● WORK ORDER: Scan the material below and copy every line holding the word "where".

───── SOURCE DATA ─────

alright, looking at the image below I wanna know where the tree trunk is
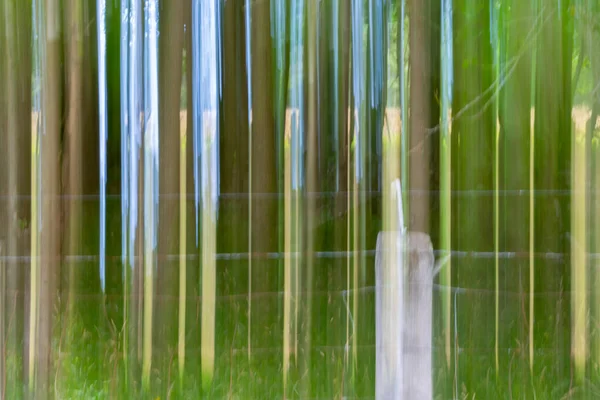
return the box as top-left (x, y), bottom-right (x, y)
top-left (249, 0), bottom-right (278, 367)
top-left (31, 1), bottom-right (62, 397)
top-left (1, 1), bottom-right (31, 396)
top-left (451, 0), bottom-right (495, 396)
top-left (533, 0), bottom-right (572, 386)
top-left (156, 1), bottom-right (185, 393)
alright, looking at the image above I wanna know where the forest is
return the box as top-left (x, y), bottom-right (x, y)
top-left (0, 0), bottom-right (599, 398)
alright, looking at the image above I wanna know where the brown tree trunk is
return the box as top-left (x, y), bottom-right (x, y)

─────

● WRITTEN SOLUTION:
alright, looking at the image below I wanna know where the tree trunk is
alright, looking at the image above I wanna know where the forest is
alright, looking at the image above I wanna know where the brown tree trunk is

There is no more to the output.